Hukum  

Penarikan Paksa Bisa Dijerat Pidana Berlapis, Belajar Dari Kasus DC SMS Finance Toraja

Praktisi hukum di Toraja, Jerib R Talebong, MH. (ist)

RANTEPAO, TEKAPE.co – Cerita Benyamin Kunne’ mungkin bisa terjadi pada siapa saja. Hanya karena menunggak angsuran dua bulan, truk yang ia gunakan untuk mencari nafkah dirampas oleh dua orang debt collector (DC) dari SMS Finance Toraja.

Yang lebih menyakitkan, penarikan itu tidak hanya terjadi secara mendadak di jalan, tetapi juga disertai intimidasi dan ancaman.

Kini, kasus ini sedang ditangani Polres Palopo dan menjadi perbincangan hangat soal praktik debt collector di Indonesia.

Awal Mula: Dari Nunggak Rp5 Juta, Berujung Rp20 Juta

Benyamin sebenarnya hanya terlambat membayar dua kali angsuran dengan total sekitar Rp5 juta dari pinjaman Rp55 juta.

Namun, saat membawa barang bangunan dari Toraja menuju Palopo, ia merasa diikuti.

Di Jalan Hombes, Kecamatan Telluwanua, ia dihentikan oleh dua debt collector.

“Mereka suruh saya tanda tangan selembar kertas. Saya takut, karena bilang ‘Polisi saja kami bisa tangkap, apalagi kamu’,” tutur Benyamin.

Truk itu kemudian dibawa pergi dengan alasan hanya akan dititipkan. Nyatanya, hingga kini kendaraan tersebut tidak jelas keberadaannya.

Untuk menebusnya kembali, Benyamin justru diminta membayar lebih dari Rp20 juta.

Info grafis Tekape.co

Apa Kata Hukum?

Banyak masyarakat yang masih mengira bahwa debt collector punya hak mutlak menarik kendaraan jika pemiliknya menunggak. Padahal, menurut hukum, itu tidak benar.

Praktisi hukum Jerib R Talebong, MH, Senin 1 September 2025, menegaskan bahwa eksekusi kendaraan kredit tidak bisa dilakukan sepihak.

“Leasing wajib mengajukan ke pengadilan. Debt collector tidak punya kewenangan hukum untuk menarik kendaraan begitu saja di jalan,” jelasnya.

Ia menambahkan, tindakan yang dilakukan debt collector dalam kasus Benyamin bisa dijerat dengan banyak pasal, seperti:

Pasal 368 KUHP → Pemerasan atau perampasan

Pasal 365 KUHP → Pencurian dengan kekerasan

Pasal 378 KUHP → Penipuan

Selain itu, Pasal 55 KUHP juga bisa digunakan untuk menjerat pihak perusahaan atau atasan debt collector yang memberi perintah.

****

● Tugas A
Menurut berita tentang penarikan truk Benyamin ini, mengapa debt collector tidak berhak menarik kendaraan kredit di jalan? Jawab dalam satu sampai tiga kalimat.

****

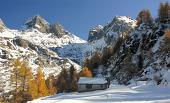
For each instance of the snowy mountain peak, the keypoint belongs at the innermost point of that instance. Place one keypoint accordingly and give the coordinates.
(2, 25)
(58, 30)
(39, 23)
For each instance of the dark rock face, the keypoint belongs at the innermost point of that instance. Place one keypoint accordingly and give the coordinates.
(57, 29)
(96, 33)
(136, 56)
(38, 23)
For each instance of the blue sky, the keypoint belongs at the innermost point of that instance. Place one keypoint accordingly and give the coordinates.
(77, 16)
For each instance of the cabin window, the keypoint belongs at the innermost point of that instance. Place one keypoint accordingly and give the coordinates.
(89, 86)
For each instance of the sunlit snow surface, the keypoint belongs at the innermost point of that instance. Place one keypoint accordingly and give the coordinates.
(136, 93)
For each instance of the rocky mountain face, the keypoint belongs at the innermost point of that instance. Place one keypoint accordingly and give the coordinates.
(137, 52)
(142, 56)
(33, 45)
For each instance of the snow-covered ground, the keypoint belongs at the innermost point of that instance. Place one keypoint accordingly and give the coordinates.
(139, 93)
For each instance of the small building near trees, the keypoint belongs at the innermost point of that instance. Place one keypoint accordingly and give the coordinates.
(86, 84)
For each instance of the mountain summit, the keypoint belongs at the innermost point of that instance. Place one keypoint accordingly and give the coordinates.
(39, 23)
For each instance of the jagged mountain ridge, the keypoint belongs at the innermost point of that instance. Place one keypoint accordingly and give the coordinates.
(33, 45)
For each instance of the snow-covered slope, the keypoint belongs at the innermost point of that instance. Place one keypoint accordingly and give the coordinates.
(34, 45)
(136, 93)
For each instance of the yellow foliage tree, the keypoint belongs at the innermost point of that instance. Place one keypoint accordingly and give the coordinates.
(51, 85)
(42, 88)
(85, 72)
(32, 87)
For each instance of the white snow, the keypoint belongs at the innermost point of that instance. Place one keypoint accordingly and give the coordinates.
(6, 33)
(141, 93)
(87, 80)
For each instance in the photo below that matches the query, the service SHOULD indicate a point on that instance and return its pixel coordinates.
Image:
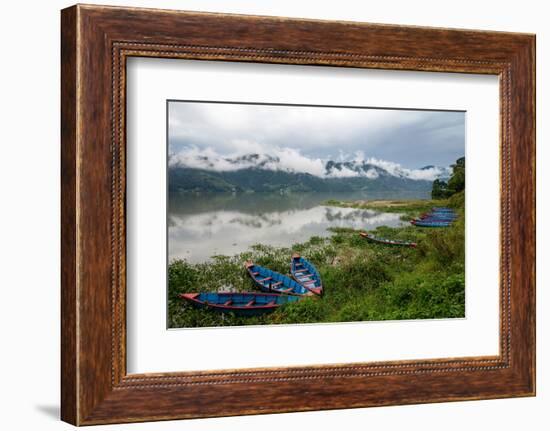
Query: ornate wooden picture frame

****

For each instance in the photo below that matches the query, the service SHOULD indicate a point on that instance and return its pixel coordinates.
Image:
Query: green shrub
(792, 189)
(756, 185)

****

● Tugas B
Tulis ulang semua catatan dari baris yang memuat "For each instance of the small" hingga baris yang memuat "Query: ornate wooden picture frame", termasuk kedua baris itu. Ganti "innermost" dengan "central", biarkan bagian lain tetap sama, dan jangan sertakan gambarnya.

● Jawaban lengkap A
Eksekusi kendaraan kredit tidak bisa dilakukan sepihak, karena leasing wajib mengajukannya ke pengadilan. Debt collector tidak punya kewenangan hukum untuk menarik kendaraan begitu saja di jalan.

● Jawaban lengkap B
For each instance of the small building near trees, the keypoint belongs at the central point of that instance. Place one keypoint accordingly and give the coordinates.
(86, 84)
For each instance of the mountain summit, the keypoint belongs at the central point of that instance. Place one keypoint accordingly and give the coordinates.
(39, 23)
For each instance of the jagged mountain ridge, the keypoint belongs at the central point of that instance. Place one keypoint accordingly and give the coordinates.
(33, 45)
For each instance of the snow-covered slope, the keypoint belongs at the central point of that instance. Place one keypoint accordingly and give the coordinates.
(34, 45)
(136, 93)
For each instance of the yellow foliage tree, the keypoint belongs at the central point of that instance. Place one keypoint accordingly and give the coordinates.
(51, 85)
(42, 88)
(85, 72)
(32, 87)
For each instance of the white snow, the keypoint belongs at the central point of that instance. Place one keypoint accordingly and give the coordinates.
(6, 33)
(141, 93)
(87, 80)
For each instance in the photo below that matches the query, the service SHOULD indicate a point on that instance and return its pixel coordinates.
Image:
Query: ornate wooden picture frame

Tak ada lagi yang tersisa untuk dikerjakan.